- **Work instructions**: Put each of the rows below into a numbered list, leaving out any blank lines.

== Data shown

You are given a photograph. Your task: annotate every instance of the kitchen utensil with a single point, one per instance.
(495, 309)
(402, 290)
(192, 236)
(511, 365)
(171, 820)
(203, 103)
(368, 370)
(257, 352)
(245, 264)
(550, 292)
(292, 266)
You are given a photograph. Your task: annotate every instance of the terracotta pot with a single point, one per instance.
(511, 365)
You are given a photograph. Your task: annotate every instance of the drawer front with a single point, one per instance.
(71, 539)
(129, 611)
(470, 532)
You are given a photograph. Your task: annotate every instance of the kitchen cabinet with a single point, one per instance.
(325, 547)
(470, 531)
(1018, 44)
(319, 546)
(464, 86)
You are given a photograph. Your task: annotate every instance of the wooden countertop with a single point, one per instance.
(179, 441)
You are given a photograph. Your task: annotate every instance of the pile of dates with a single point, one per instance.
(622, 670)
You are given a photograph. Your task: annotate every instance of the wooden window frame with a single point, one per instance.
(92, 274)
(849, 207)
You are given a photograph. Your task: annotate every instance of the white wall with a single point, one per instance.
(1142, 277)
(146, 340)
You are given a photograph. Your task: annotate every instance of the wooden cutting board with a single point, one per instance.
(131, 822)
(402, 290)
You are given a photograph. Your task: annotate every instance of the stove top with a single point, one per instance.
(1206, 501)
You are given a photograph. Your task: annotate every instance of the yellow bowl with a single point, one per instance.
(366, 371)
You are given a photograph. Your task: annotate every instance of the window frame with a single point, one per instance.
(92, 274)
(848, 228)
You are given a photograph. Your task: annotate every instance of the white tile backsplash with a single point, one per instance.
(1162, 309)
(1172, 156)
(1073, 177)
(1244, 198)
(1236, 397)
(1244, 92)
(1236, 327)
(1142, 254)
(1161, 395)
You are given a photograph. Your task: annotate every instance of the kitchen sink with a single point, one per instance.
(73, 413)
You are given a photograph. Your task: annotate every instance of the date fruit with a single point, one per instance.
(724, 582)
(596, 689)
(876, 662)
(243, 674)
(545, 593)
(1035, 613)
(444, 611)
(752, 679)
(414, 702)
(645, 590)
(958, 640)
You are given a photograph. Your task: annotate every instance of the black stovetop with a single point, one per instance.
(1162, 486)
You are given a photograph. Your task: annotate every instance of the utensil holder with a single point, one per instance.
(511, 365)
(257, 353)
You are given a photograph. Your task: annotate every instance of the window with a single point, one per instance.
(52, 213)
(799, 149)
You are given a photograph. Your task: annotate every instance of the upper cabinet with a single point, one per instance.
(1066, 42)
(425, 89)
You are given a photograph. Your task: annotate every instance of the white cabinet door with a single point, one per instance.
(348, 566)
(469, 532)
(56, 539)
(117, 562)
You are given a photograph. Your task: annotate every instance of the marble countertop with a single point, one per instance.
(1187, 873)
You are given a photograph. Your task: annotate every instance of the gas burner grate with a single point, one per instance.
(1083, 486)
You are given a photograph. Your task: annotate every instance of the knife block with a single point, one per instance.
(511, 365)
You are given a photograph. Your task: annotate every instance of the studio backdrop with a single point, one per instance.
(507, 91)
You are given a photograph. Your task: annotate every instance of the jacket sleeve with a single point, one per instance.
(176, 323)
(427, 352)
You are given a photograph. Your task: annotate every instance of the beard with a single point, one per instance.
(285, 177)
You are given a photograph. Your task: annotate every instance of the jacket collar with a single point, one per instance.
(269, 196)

====

- **Finished exercise**:
1. You are given a photograph. Your task: annotate every instance of the kitchen utensil with a single point, one per instance.
2. (495, 309)
3. (402, 290)
4. (192, 236)
5. (511, 365)
6. (171, 820)
7. (203, 103)
8. (368, 370)
9. (257, 352)
10. (245, 264)
11. (550, 292)
12. (292, 266)
13. You are given a photograph. Your task: annotate every instance of the terracotta pot with a single point, one per instance.
14. (511, 365)
15. You are given a photograph. Your task: annotate every instance of the drawer front with a single point, one per instance.
16. (71, 539)
17. (129, 611)
18. (470, 532)
19. You are given a photograph. Your task: annotate every instance of the kitchen cabinet with a single point, one per instance.
20. (325, 547)
21. (470, 531)
22. (1018, 44)
23. (319, 546)
24. (464, 86)
25. You are given a photograph. Your task: annotate every instance of the wooden countertop with a single point, one per instance.
26. (179, 441)
27. You are given a photograph. Your task: annotate every instance of the pile of dates with a single point, one per instance.
28. (622, 670)
29. You are given a photograph. Your task: annotate every instance of the wooden window frame with a single point, one per instance.
30. (92, 274)
31. (849, 207)
32. You are given a photograph. Your task: annotate every instance of the white wall with a single point, one per instance.
33. (1142, 277)
34. (146, 340)
35. You are given a photograph. Your task: annotate every instance of the wooden cutting board with a single point, one per instance.
36. (131, 822)
37. (402, 290)
38. You are given a photograph. Your task: annotate every instance of the stove top with a single point, one per instance.
39. (1206, 501)
40. You are given a photograph. Your task: annotate every instance of the yellow bowl with a single point, one per instance.
41. (366, 371)
42. You are given a photograph. Your task: annotate every instance of the window frame with a single point, one per instance.
43. (92, 274)
44. (848, 228)
45. You are given a photograph. Your task: annotate every instance of the white tile backsplash with a single point, one per instance.
46. (1162, 309)
47. (1172, 156)
48. (1073, 177)
49. (1244, 198)
50. (1236, 397)
51. (1244, 92)
52. (1236, 327)
53. (1142, 254)
54. (1161, 395)
55. You are given a photograph. Your task: annotate every instance of the kitchen sink with a single point, one per instance.
56. (73, 413)
57. You are given a photograph. Your task: annotate every instance of the date fruit with a single point, one per instance.
58. (724, 582)
59. (596, 689)
60. (876, 662)
61. (243, 674)
62. (545, 593)
63. (1035, 613)
64. (444, 611)
65. (752, 679)
66. (414, 702)
67. (645, 590)
68. (958, 640)
69. You are given a photograph. Your task: annotate every instance of the black stovetop with a single point, one per instance.
70. (1162, 486)
71. You are given a photograph. Your task: annotate every instance of the utensil holder with a single point, one per instance.
72. (511, 365)
73. (257, 353)
74. You are given a photograph. Your task: annotate every instance of the window with a single point, one per instance.
75. (52, 213)
76. (799, 149)
77. You are given a photograph. Your task: annotate every instance of the upper cabinet with a single point, one per instance.
78. (1066, 42)
79. (425, 89)
80. You are given a photograph. Your task: annotate every instance of the white cabinet door with a single point, one per instance.
81. (348, 566)
82. (469, 532)
83. (56, 539)
84. (117, 562)
85. You are given a photograph. Your task: annotate every instance of the marble countertop with a single point, one per instance.
86. (1187, 873)
87. You are given a photograph. Your task: annotate every instance of the gas burner grate with a single point, one per instance.
88. (1083, 486)
89. You are given a photograph. Your task: annotate every instance of the knife block with a single point, one per instance.
90. (511, 365)
91. You are given a photograph. Your task: annotate every instance of the studio backdrop with a single point, one per instance.
92. (507, 91)
93. You are given a photograph. Your task: annotate every instance of the jacket sleeve with a single point, one per instance.
94. (176, 323)
95. (427, 352)
96. You are given a photograph. Your task: annotate every instance of the beard with a single point, one per instance.
97. (285, 177)
98. You are given a photograph. Your task: annotate every instance of the jacket collar with a single point, one per instance.
99. (269, 196)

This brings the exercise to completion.